# QUESTIONS
• a. In the steamboat blog, quote the passage from "Work on the steamboat" to "for interchangable flagpoles.".
• b. According to the steamboat blog, what was the model's funnel made from?

Friday, December 24, 2010

As the expedition boards the steamboat, I'll wish everyone a peaceful holiday season. May all your projects - gaming and otherwise - come to fruition in the New Year too!

Saturday, December 18, 2010

Someone's rockin' my steamboat - 4

Work on the steamboat progressed steadily this week, but as I had other projects running concurrently I only had time to take one photo of the model as it took shape. The photo below shows the basic construction complete. The upper deck is in place, the paddle-box is finished. Mini-dowels make useful supports for decks and awnings, and strips of wood bought from Michael's hobby store give the right effect for the wooden-sided paddle-box.

More splints were used to build the pilot house. I diverged from the historical prototype here as I didn't want the pilot house to stand higher than the upper deck. The short length of tube on the pilot house roof is for interchangable flagpoles.

One thing this build has taught me - basswood is prone to warping when it gets wet, such as from any paint. The only recourse I found is to weigh it down with something until it gets over the nonsense.

The completed vessel is shown below. Her funnel is made from a mascara vial my wife was throwing out. I sanded the smooth plastic surface down to remove all the lettering and to prepare it to take paint, and used increasingly fine grades of paper before washing it. Once dry it took acrylic paint well. I fashioned a steam whistle from a length of wire and a bit of plastic tube, attaching it to the funnel with impact adhesive and adding the brass band for looks. It should have a cord leading from whistle to pilot house, but this is a gaming model, not a faithful replica.

The glazing in the pilot house is clear packaging material, and the detachable roof is of basswood. Just visible alongside the structure on the corner of the upper deck is a green starboard navigation lamp. A red port side lamp is fixed on the other side of the pilot house, and a clear spotlight attached to the roof just in front of the flag holder. The flag is that of the Force Publique, but can be swapped-out for one of any nationality.

The passengers gaze at the passing scenery as Captain Conrad guides his vessel.

The deck railings are made of thin string painted white and glued into place. A photo of the Roi des Belges shows a very thin strand of wire serving the purpose, 'elf & safety not being a particularly high priority back then.

Judging from photos taken of steamboats in this era the flat tops of the paddle-boxes were used as additional deck storage space. The deck cargo seen here is cast from the Hirst Arts dungeon accessories mold. This includes all kinds of useful crates, boxes, sacks and pots.

So there we have it, a late-Victorian paddlesteamer, suitable for navigating the waters of any of the world's great rivers.

Wednesday, December 15, 2010

Someone's rockin' my steamboat - 3

Onwards and upwards with the steamboat project. While everything else dried or set, I began work on the upper deck. At this point I decided to deviate from the prototype which had a fixed upper deck configuration. As I want to place figures on the upper deck I opted instead for a removable canopy idea.

# COLLECTED DATA
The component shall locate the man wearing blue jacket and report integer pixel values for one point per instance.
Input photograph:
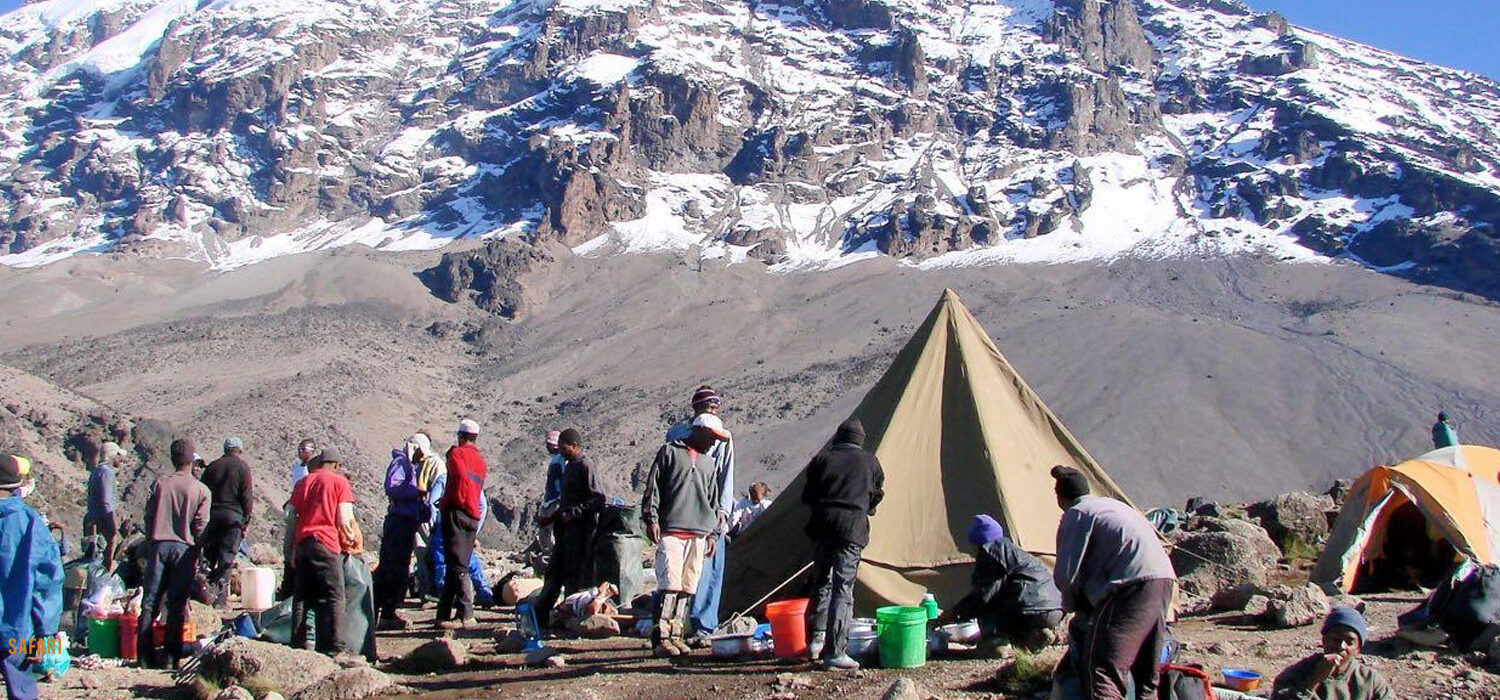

# TASK SOLUTIONS
• a.
Work on the steamboat progressed steadily this week, but as I had other projects running concurrently I only had time to take one photo of the model as it took shape. The photo below shows the basic construction complete. The upper deck is in place, the paddle-box is finished. Mini-dowels make useful supports for decks and awnings, and strips of wood bought from Michael's hobby store give the right effect for the wooden-sided paddle-box.

More splints were used to build the pilot house. I diverged from the historical prototype here as I didn't want the pilot house to stand higher than the upper deck. The short length of tube on the pilot house roof is for interchangable flagpoles.

• b. A mascara vial that was being thrown out.